• [What this task involves] Rewrite every line from the start of the records through the line with "[[[134,202],[126,202],[127,217],[134,217]]]", adding 145 to each x and y coordinate in the answer outlines and leaving all other text as it is. Leave out the pictures.

________________________

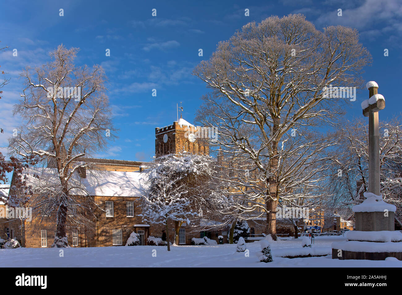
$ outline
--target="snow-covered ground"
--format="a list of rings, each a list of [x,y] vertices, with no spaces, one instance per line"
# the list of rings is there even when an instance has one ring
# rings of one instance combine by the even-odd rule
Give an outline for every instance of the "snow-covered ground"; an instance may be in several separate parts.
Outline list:
[[[260,262],[259,242],[247,243],[248,257],[236,252],[236,245],[172,246],[132,246],[64,249],[18,248],[0,249],[0,261],[8,261],[11,267],[402,267],[402,261],[367,260],[340,260],[330,255],[305,258],[283,258],[277,256],[294,253],[302,248],[302,239],[273,242],[271,246],[273,261]],[[312,250],[315,253],[331,252],[333,242],[341,242],[339,236],[317,237]],[[156,257],[154,257],[156,250]],[[153,256],[153,254],[154,255]]]

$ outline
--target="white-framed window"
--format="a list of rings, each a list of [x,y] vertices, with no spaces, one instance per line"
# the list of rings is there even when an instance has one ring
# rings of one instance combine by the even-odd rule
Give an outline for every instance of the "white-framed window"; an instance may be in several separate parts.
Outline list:
[[[75,216],[77,215],[77,205],[70,205],[68,208],[68,216]]]
[[[73,230],[73,246],[78,246],[78,230]]]
[[[121,230],[113,230],[113,245],[123,244],[123,233]]]
[[[105,202],[106,205],[106,217],[113,217],[114,216],[114,212],[113,210],[113,201],[107,201]]]
[[[180,228],[178,230],[178,243],[186,243],[186,229]]]
[[[47,240],[46,239],[46,231],[42,230],[41,231],[41,240],[42,240],[42,246],[47,246]]]
[[[134,202],[126,202],[127,217],[134,217]]]

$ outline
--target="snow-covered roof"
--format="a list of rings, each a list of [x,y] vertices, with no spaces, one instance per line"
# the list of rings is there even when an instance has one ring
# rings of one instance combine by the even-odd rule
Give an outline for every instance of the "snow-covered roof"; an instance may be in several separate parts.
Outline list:
[[[9,184],[0,185],[0,205],[5,204],[7,197],[8,195],[8,191],[10,187]]]
[[[186,126],[194,126],[193,124],[190,124],[190,123],[189,123],[188,122],[187,122],[187,121],[186,121],[186,120],[184,120],[184,119],[183,119],[183,118],[181,118],[180,119],[179,119],[178,122],[178,124],[179,125],[180,125],[180,126],[181,126],[182,125],[185,125]]]
[[[98,172],[98,171],[96,171]],[[91,195],[139,197],[145,175],[137,171],[107,171],[87,173]]]
[[[28,171],[29,177],[28,184],[34,187],[38,185],[49,186],[52,181],[58,184],[58,173],[53,168],[31,168]],[[39,179],[34,177],[34,174]],[[81,179],[81,181],[90,195],[105,197],[139,197],[142,181],[145,176],[139,171],[86,171],[86,178]],[[74,177],[79,177],[78,173]],[[47,183],[44,183],[45,181]],[[74,193],[74,192],[72,193]],[[80,193],[76,193],[80,194]]]

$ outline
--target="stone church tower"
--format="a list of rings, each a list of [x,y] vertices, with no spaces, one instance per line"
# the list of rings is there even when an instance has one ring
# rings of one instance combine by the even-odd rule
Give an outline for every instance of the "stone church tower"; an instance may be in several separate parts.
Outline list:
[[[180,116],[181,117],[181,116]],[[156,157],[185,151],[193,154],[209,155],[209,147],[205,137],[195,136],[201,127],[196,127],[182,118],[178,122],[162,128],[155,128]],[[189,136],[189,134],[192,135]],[[203,134],[203,132],[198,132]]]

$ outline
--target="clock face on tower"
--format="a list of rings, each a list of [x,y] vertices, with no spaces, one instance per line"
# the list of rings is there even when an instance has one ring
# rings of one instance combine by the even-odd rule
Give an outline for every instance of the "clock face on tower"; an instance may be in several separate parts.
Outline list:
[[[190,140],[190,142],[193,142],[195,141],[197,139],[197,138],[193,133],[191,133],[189,135],[189,140]]]

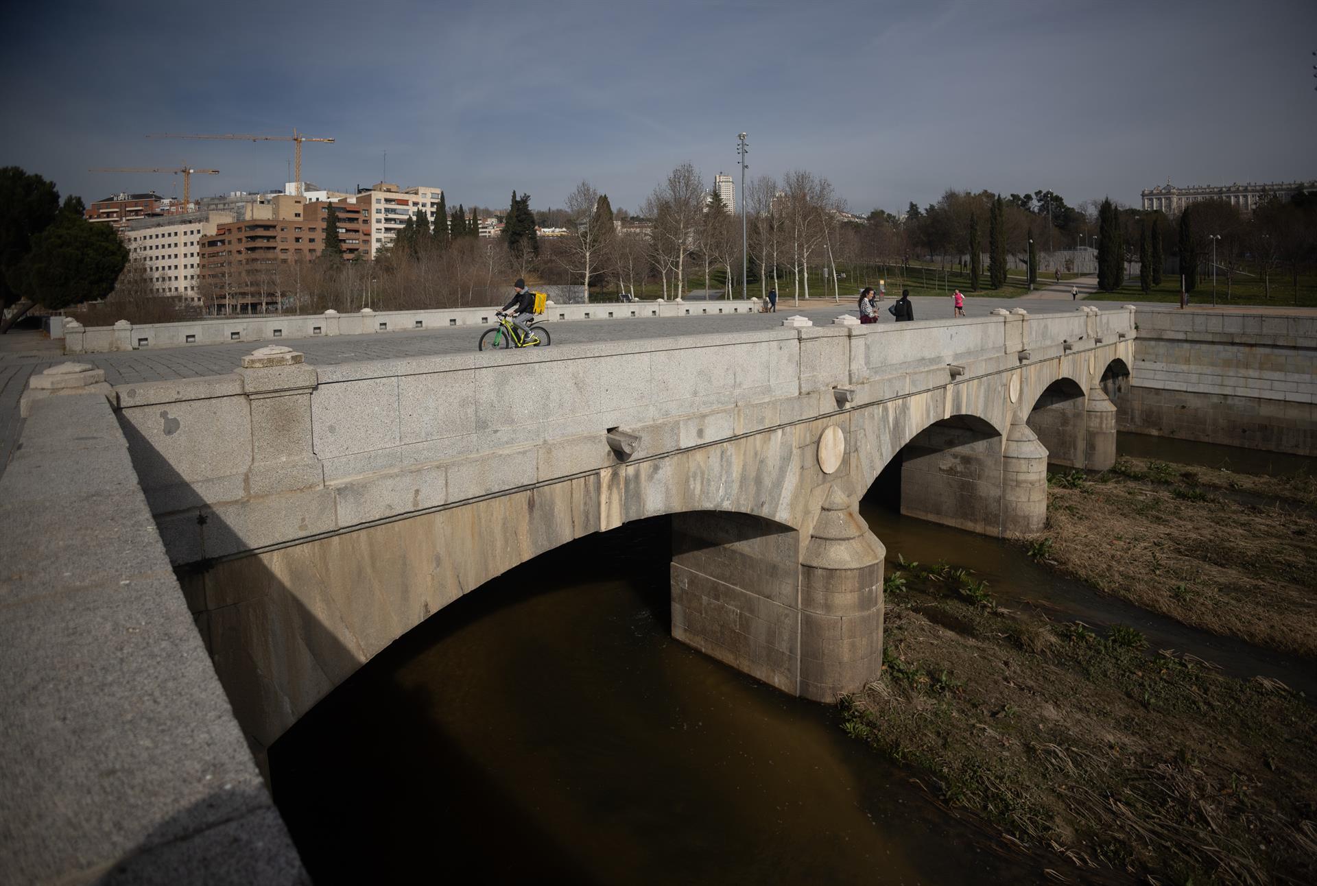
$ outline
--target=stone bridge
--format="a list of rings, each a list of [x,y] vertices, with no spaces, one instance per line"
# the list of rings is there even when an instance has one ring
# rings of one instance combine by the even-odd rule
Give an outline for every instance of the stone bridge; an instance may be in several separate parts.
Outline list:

________________________

• [Task output]
$ outline
--target="snow-covered ground"
--format="a list of rings, each a list of [x,y] vertices, with no spaces, one instance per line"
# the list of rings is there even when an instance has one ring
# rings of one instance combine by the even-odd rule
Give an outline for every instance of the "snow-covered ground"; an instance may be in several separate parts.
Outline list:
[[[405,407],[404,387],[392,388],[393,402],[381,397],[381,390],[317,391],[277,391],[209,394],[163,393],[145,394],[145,406],[153,406],[156,412],[547,412],[547,406],[512,405],[485,405],[475,400],[450,403],[428,403],[422,401],[439,398],[447,393],[447,384],[418,387],[416,391],[418,406]],[[457,395],[460,398],[476,397],[478,387],[486,387],[484,381],[462,382]],[[301,402],[299,402],[301,395]],[[298,401],[298,399],[299,400]]]

$ outline
--target="white-framed window"
--format="a list of rings, each a list of [x,y] vertices, with no spaces, one instance per line"
# the list of rings is there even when an instance has one ring
# rings of one instance combine by the even-odd rule
Give an outline for every instance of the "white-framed window"; an instance may be in several separate parts.
Outline list:
[[[220,361],[222,360],[222,350],[215,350],[213,353],[213,361]]]
[[[218,375],[218,391],[223,391],[223,375]]]
[[[266,375],[258,375],[258,390],[268,389],[268,378]]]
[[[250,347],[251,350],[251,362],[258,362],[259,361],[259,357],[258,355],[258,346],[252,346]]]
[[[325,373],[323,375],[323,388],[331,388],[331,374]]]
[[[192,385],[191,384],[191,376],[187,375],[186,376],[186,385],[187,385],[187,391],[192,391]]]
[[[279,347],[271,347],[272,362],[279,362]]]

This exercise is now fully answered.